[Reading text]
--

Ohio Supreme Court Preview: Standing to Bring a Partial Regulatory Takings Claim

Update: On August 30, 2012, the Court handed down a merit decision in Moore v. Middletown. Read the analysis here.

Update: The merit decision in Clifton v. Village of Blanchester was handed down March 1, 2012 . Read the analysis of the decision here.

On September 6, the Ohio Supreme Court is set to hear oral arguments in Clifton v. Village of Blanchester and Moore et al. v. City of Middletown. Both cases are on appeal from the 12th District Court of Appeals, and both cases deal with the partial regulatory takings doctrine under the Fifth Amendment. The issue in both cases is whether a nonresident contiguous landowner (a person whose property is outside of but immediately adjacent to a municipality) has standing to sue a municipality for zoning ordinances that negatively impact the landowner’s property.

A basic takings clause violation occurs when the government takes private property for public use, without “just compensation,” but a violation may still occur even when the property is not actually taken away from the landowner. A regulatory taking occurs when a government regulation interferes with the use of one’s property to the extent that it mimics an outright taking through eminent domain. A regulation is a taking “per se” if it involves a physical invasion of another’s property or if it deprives the landowner of all economically beneficial use of the property.

A regulation that meets neither of these criteria may nonetheless constitute a “partial” taking, as explained by the U.S. Supreme Court in Penn Central Transportation Co. v. New York City (1978). There, the owners of Grand Central Station were prevented from constructing an office building in the airspace over Grand Central Station because of a historic landmark ordinance which prohibited major changes or alterations to buildings designated as historic landmarks. Although the Court held that Penn Central did not have a valid claim for compensation under the takings clause, it explained that government restrictions on property use may constitute a “taking” depending on the economic impact of the regulation, the extent of interference with the landowner’s investment-backed expectations, and the character of the governmental action.

In Penn Central and most other partial regulatory takings cases, the plaintiffs owned land directly subject to a city’s zoning ordinances. But what happens when such an ordinance has incidental effects on adjacent landowners outside the city’s jurisdiction?

--

[Provided information]

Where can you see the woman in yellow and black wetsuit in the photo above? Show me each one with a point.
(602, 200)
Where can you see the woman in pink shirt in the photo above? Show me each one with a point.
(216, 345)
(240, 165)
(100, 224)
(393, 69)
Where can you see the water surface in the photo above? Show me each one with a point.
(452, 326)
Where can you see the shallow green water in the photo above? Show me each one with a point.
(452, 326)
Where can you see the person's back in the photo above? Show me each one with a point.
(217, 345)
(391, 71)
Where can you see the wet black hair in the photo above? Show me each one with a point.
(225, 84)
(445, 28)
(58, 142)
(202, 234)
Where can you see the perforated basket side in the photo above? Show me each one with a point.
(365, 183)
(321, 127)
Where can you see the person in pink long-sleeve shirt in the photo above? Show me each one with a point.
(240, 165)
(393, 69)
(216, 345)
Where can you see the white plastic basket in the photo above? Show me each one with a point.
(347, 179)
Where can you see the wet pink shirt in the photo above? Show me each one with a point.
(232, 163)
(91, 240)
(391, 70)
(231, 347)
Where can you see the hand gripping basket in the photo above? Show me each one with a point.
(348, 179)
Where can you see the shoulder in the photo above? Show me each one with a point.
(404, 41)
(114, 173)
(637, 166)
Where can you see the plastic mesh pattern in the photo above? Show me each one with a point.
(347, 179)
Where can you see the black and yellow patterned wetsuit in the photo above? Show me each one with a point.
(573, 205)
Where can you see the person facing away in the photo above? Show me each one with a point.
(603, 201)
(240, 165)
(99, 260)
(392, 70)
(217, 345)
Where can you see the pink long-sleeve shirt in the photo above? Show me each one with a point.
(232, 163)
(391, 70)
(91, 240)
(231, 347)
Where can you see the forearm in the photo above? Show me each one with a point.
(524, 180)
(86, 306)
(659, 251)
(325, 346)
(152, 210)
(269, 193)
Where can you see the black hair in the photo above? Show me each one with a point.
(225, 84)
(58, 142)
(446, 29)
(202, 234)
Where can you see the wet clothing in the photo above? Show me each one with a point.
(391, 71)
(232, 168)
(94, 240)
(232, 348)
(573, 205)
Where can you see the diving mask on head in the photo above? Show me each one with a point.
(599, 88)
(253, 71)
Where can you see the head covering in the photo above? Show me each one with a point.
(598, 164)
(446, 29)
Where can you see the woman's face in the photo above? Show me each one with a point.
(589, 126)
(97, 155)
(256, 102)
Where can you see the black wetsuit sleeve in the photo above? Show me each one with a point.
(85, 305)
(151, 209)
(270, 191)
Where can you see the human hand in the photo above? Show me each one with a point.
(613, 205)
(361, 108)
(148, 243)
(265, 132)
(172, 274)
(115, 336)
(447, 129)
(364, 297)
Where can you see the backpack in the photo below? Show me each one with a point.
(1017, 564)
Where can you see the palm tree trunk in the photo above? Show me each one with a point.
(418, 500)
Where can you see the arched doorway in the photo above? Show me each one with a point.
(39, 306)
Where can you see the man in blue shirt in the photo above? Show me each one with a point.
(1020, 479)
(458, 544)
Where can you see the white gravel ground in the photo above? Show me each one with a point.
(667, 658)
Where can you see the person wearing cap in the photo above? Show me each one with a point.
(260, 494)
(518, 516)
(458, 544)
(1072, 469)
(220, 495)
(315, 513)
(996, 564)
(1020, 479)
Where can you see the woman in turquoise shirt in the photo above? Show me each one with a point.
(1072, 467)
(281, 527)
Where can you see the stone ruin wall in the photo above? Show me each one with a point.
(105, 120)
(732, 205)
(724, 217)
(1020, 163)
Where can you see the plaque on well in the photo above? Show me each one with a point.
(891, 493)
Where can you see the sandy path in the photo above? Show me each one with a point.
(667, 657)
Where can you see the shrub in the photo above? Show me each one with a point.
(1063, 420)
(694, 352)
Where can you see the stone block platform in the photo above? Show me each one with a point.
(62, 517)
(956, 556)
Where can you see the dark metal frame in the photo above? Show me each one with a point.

--

[Written problem 1]
In the article on partial regulatory takings, which court were both cases appealed from?
[Written problem 2]
Using the article on partial regulatory takings, mark each statement yes or no and quote the words that decide it. (a) Oral arguments in both cases were scheduled for September 6. (b) In Penn Central, the Court found that Penn Central had a valid claim for compensation. (c) A regulation that deprives the landowner of all economically beneficial use of the property is a taking "per se."
[Written problem 3]
Write the next part of the article on partial regulatory takings, picking up after its last sentence.

[Output 1]
The 12th District Court of Appeals.

[Output 2]
(a) Yes: "On September 6, the Ohio Supreme Court is set to hear oral arguments in Clifton v. Village of Blanchester and Moore et al. v. City of Middletown."
(b) No: "the Court held that Penn Central did not have a valid claim for compensation under the takings clause"
(c) Yes: "A regulation is a taking “per se” if it involves a physical invasion of another’s property or if it deprives the landowner of all economically beneficial use of the property."

[Output 3]
In Clifton v. Village of Blanchester, the plaintiff owned land straddling the city limits of Blanchester. He sold a portion of the land within the city limits to a machine tools company, and retained the rest of his land outside the city limits. He farmed this land and intended to sell it to a developer in the future for a housing development. The land within the city limits, now owned by the machine company, was previously under a light residential zoning type that prohibited nuisances such as noise, dust, smoke, odors and industrial traffic, meaning that the industry could peaceably coexist with a neighboring residential development. However, in 2002, Blanchester changed the zoning of that parcel to allow for heavy industry. This would reduce the value and attractiveness of Clifton’s contiguous property as a site for future residential development. Clifton sued the city, arguing that its re-zoning reduced the value of his land.

The Twelfth District Court of Appeals held that Clifton did not have standing because the ordinances neither actually rezoned his property nor prevented him from continuing to farm the land or from selling it in the future. Clifton argued in his brief in support of jurisdiction that this reasoning directly conflicts with the Supreme Court’s ruling last year in State ex rel. Gilbert v. Cincinnati, where it held that a regulatory takings claim does not automatically fail even if some economically viable use of the property still exists. Finally, the court ruled that even if he did have standing, the mere diminution in his property’s value, without more, was not a taking under Penn Central.

In Moore v. City of Middleton, the plaintiffs’ property was located in Monroe and bordered a parcel of land in Middletown which was zoned as low-density residential. Middletown re-zoned that land to a general industrial classification in order to allow a coke plant to be built on the site. Applying essentially the same reasoning as it had in Clifton, the 12th District held that the plaintiffs could not sue when their property had not been physically invaded or deprived of all economically beneficial uses.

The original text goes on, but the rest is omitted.